**Task requirements**
Copy out all the items below, changing every "thickest part" to "widest part" and leaving everything else as it is.

**Recorded data**
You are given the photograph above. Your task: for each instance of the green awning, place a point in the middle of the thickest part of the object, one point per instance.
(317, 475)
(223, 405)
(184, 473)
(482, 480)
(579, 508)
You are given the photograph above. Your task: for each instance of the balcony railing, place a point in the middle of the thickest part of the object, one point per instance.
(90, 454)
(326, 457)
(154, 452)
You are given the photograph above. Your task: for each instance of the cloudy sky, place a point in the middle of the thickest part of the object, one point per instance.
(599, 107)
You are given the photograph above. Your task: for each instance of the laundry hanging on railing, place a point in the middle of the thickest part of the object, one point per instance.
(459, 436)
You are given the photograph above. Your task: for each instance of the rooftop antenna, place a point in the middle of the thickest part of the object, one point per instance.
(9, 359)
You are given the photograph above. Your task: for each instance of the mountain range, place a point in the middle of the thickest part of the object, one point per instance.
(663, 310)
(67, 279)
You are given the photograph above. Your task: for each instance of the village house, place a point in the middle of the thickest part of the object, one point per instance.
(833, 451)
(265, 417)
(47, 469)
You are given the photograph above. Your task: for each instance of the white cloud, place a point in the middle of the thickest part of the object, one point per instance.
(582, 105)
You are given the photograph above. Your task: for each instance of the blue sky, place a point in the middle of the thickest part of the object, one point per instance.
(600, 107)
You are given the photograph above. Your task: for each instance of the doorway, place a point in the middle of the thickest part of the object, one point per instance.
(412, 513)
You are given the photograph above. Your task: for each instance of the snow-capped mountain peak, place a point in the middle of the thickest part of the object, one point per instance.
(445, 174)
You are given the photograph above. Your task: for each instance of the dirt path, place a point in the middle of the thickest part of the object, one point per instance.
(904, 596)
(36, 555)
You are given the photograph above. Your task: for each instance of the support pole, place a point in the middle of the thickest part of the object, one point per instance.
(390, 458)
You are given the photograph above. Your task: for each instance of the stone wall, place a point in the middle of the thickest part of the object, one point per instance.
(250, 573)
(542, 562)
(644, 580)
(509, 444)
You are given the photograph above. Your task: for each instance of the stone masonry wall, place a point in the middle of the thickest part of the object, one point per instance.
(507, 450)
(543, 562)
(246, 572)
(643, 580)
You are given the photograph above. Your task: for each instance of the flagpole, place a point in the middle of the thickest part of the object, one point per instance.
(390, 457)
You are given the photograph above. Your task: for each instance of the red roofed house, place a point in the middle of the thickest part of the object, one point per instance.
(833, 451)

**Final answer**
You are given the photograph above. Your task: for each instance of the green awning, place a point in the middle of the widest part of the object, one point per instance.
(317, 475)
(223, 405)
(184, 473)
(482, 480)
(579, 508)
You are given the photograph above. Your task: for each instance of the balcony railing, place a point in the middle of the widest part of the object, one point per instance.
(90, 454)
(326, 457)
(154, 452)
You are given the photograph above. Your task: for each instance of the cloudy sky, place a point in the middle of the widest part of the object, one point per instance.
(599, 107)
You are given the photograph above. Your task: for each instance of the laundry hanging on railing, place a point in the middle of the widest part of the object, one point per instance.
(459, 436)
You are given the photograph above. Your task: for each instance of the rooftop antenna, place a point in the middle of the widest part of the object, one point per instance.
(9, 359)
You are given the photograph above. Your task: for each instance of the mountain range, place a point in the middle of the widest part of the object, one point per instance.
(663, 310)
(67, 279)
You are given the photograph above. Your task: for each instance of the village house, place a point in the middle of the widest part of the object, one point per instance.
(833, 451)
(265, 417)
(47, 469)
You are given the photograph above. Your task: for each instance of the white cloud, place a point in the middle of the widest part of the object, one point per instance.
(582, 105)
You are given the photograph above. Your task: for each instance of the blue sky, place a point in the middle of the widest part of the object, one point per instance.
(600, 107)
You are given the photograph above. Your task: for each instance of the doorway, place a point in the middle of the widest part of the object, one point per instance.
(412, 513)
You are given the photograph above. Your task: for each instance of the snow-capped mountain peak, place a point in the middle of the widest part of the object, one point per instance.
(445, 174)
You are given the photograph above. Your task: for each instance of the dirt path, place a point in the middle of the widest part of the object, one point per instance.
(904, 596)
(36, 555)
You are given the photograph above. Your task: for each instance of the support pole, place a point in the middle of the widest part of the object, one point per instance.
(390, 458)
You are given the photograph above. Your task: for each instance of the stone wall, place a point in the middle of the widest part of the object, one point per instance.
(250, 573)
(542, 562)
(644, 580)
(509, 444)
You are given the photograph above. Your task: for each instance of the stone masonry wall, place a point in the middle of the widest part of the object, one point per instance.
(507, 450)
(543, 562)
(246, 572)
(643, 580)
You are given the photograph above. Your task: for each instance of the flagpole, place a point in the middle of the widest part of the object, one point per instance.
(390, 457)
You are given the photograph above. Your task: for each instance of the red roofed house, place a point in the middle of the widest part of the object, one point per instance.
(833, 451)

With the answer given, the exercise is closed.